- [WHAT THE TASK REQUIRES]:
Scan the entries below and return each line that contains "flowers".

::::

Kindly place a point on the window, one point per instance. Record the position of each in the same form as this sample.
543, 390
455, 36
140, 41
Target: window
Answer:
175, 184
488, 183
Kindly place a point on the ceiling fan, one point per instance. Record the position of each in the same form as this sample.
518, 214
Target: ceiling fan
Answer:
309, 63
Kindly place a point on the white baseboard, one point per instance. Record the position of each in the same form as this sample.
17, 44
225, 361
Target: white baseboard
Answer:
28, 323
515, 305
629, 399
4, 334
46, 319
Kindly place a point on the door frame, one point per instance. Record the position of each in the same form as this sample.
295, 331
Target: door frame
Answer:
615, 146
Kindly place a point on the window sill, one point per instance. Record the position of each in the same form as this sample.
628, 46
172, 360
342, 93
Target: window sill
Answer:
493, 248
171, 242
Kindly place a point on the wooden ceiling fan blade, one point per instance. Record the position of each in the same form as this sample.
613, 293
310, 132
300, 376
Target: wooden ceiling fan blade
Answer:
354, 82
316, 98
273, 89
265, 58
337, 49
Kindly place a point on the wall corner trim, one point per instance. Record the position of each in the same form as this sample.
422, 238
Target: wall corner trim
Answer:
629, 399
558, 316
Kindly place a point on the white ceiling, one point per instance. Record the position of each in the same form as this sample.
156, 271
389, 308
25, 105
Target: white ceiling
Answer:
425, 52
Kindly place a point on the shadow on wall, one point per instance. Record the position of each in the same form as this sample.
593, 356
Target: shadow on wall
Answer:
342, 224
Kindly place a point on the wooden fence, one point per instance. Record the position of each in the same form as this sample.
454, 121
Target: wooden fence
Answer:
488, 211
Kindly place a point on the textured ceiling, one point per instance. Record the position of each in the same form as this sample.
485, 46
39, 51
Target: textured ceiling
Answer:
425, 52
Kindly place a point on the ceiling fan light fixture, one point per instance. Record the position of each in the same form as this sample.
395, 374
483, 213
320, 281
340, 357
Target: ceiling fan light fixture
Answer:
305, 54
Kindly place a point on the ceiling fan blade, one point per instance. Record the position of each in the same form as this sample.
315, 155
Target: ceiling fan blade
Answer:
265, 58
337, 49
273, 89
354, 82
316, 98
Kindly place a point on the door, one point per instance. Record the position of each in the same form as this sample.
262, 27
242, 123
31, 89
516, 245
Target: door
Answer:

::::

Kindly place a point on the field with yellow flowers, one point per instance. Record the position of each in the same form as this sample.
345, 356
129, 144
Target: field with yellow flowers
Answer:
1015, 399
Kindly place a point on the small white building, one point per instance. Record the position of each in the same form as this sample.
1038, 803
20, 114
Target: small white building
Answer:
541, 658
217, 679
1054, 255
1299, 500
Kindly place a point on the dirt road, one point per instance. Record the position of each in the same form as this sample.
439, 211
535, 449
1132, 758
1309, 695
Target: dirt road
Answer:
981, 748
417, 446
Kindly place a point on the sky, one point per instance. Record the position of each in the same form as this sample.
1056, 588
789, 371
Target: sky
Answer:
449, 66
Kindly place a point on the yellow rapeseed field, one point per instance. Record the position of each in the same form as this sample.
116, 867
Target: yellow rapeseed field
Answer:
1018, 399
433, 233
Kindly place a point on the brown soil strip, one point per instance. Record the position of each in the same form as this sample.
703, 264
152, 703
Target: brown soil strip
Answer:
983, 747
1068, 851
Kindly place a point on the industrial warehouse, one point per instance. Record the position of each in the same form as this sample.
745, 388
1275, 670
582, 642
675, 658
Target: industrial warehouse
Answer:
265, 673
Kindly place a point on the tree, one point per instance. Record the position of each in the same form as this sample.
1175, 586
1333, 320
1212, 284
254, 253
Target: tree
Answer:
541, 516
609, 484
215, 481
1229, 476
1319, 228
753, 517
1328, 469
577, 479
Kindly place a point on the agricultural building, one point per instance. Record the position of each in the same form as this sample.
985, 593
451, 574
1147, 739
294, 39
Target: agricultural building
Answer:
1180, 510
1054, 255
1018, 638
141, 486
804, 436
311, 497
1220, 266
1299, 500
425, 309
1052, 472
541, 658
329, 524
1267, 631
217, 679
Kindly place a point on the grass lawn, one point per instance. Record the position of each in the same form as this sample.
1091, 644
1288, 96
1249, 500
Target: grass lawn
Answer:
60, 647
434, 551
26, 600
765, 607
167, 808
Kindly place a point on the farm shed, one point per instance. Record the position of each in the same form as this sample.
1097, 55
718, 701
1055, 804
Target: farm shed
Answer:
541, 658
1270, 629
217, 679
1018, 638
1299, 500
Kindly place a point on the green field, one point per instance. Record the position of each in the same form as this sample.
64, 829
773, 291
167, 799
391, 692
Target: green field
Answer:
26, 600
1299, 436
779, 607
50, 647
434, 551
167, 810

::::

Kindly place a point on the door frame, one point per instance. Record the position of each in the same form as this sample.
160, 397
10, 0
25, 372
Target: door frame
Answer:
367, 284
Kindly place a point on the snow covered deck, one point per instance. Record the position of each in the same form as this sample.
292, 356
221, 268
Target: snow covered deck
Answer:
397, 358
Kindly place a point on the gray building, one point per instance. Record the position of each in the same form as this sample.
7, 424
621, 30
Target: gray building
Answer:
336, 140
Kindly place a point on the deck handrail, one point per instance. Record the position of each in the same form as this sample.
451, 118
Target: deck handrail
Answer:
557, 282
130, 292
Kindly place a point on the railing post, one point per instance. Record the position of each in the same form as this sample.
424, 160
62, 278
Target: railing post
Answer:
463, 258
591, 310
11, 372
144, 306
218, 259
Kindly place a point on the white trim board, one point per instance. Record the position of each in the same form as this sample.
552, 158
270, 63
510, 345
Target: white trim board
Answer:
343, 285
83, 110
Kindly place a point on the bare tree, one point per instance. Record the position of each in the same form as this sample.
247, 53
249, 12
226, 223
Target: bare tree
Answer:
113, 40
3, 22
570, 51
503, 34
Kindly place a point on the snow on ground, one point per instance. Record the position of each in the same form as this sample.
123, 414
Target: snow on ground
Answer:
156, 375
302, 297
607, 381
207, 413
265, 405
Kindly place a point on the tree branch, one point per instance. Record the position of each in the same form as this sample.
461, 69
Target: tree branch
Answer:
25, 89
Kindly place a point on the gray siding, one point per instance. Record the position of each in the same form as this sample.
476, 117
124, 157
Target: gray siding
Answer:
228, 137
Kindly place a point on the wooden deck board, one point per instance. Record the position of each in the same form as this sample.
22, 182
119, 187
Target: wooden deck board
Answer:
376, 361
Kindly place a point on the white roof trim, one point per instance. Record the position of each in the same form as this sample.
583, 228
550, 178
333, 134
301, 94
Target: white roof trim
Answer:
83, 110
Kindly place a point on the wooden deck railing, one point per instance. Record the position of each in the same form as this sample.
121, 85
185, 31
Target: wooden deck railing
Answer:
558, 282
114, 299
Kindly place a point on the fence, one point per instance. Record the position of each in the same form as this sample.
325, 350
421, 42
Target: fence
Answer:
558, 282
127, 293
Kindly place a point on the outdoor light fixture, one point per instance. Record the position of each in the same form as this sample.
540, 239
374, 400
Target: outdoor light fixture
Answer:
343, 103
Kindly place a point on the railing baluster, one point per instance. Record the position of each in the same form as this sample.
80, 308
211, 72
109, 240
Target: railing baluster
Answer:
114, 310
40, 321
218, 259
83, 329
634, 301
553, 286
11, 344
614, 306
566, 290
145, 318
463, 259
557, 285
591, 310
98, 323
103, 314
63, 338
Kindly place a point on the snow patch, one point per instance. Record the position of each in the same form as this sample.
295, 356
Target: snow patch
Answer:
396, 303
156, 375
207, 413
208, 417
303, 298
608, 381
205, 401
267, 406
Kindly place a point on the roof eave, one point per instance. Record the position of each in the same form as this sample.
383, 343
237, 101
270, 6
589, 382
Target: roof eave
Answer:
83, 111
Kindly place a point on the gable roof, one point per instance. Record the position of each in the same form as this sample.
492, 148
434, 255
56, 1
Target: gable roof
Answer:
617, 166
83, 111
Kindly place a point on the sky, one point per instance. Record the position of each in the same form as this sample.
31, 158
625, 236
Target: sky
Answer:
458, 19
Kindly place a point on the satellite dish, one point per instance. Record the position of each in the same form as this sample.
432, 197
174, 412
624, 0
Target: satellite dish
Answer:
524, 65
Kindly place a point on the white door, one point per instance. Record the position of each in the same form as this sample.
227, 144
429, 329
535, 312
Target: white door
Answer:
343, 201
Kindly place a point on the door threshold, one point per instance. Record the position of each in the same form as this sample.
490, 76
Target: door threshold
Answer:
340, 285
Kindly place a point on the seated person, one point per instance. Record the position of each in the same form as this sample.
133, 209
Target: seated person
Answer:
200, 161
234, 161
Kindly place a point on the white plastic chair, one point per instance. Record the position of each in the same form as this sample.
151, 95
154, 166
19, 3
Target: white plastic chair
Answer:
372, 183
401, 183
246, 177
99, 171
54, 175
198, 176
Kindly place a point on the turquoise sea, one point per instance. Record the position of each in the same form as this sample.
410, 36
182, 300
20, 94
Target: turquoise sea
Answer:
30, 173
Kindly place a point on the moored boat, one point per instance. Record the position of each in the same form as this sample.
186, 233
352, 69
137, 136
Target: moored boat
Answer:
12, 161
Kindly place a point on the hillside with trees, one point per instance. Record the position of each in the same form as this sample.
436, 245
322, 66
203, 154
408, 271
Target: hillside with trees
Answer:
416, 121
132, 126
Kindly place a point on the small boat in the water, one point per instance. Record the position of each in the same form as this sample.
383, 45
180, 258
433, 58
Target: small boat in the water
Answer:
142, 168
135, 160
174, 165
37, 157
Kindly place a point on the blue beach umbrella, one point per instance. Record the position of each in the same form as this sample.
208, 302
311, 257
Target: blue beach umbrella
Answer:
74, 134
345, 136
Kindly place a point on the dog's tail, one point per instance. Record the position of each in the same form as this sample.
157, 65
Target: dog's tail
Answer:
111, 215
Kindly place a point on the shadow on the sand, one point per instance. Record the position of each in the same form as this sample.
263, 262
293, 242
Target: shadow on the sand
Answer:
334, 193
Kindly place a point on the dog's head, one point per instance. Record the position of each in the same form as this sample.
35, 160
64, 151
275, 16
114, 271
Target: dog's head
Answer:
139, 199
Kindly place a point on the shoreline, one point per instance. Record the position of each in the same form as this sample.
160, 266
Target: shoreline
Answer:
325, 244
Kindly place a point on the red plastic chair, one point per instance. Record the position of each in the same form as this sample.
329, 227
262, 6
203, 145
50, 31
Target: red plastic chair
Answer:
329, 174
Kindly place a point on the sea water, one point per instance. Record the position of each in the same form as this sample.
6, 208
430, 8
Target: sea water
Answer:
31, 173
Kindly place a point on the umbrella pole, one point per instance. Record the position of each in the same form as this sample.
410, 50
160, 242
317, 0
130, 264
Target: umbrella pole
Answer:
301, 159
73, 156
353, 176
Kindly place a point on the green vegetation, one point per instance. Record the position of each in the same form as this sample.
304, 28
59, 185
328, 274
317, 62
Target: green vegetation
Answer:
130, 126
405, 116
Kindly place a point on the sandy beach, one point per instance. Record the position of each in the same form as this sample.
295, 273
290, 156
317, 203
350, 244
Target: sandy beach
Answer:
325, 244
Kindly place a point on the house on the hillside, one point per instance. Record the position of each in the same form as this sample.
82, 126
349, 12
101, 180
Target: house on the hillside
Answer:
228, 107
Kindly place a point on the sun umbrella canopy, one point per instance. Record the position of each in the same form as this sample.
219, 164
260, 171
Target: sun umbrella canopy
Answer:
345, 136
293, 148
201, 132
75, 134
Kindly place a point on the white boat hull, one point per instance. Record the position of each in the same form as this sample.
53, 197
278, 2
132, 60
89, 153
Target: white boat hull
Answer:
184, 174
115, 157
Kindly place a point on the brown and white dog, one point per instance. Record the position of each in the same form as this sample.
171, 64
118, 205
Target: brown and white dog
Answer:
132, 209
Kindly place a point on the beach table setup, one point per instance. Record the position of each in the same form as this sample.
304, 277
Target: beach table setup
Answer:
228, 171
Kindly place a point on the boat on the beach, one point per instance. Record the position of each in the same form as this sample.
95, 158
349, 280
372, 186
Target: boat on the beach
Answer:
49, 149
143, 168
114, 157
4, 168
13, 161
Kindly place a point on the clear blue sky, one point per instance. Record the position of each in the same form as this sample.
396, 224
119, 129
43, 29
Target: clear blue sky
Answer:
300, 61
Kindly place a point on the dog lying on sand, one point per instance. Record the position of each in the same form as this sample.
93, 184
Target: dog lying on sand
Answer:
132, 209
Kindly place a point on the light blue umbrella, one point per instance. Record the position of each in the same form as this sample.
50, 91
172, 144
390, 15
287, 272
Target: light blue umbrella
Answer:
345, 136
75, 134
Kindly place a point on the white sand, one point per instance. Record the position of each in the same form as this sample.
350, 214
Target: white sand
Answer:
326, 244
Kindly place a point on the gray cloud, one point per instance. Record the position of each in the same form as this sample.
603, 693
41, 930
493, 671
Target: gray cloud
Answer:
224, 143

::::

- [FINISHED TASK]:
Kindly place a point on the field with yellow flowers, one point per instance. Record the position of each in the same form as this sample.
Target: field with yellow flowers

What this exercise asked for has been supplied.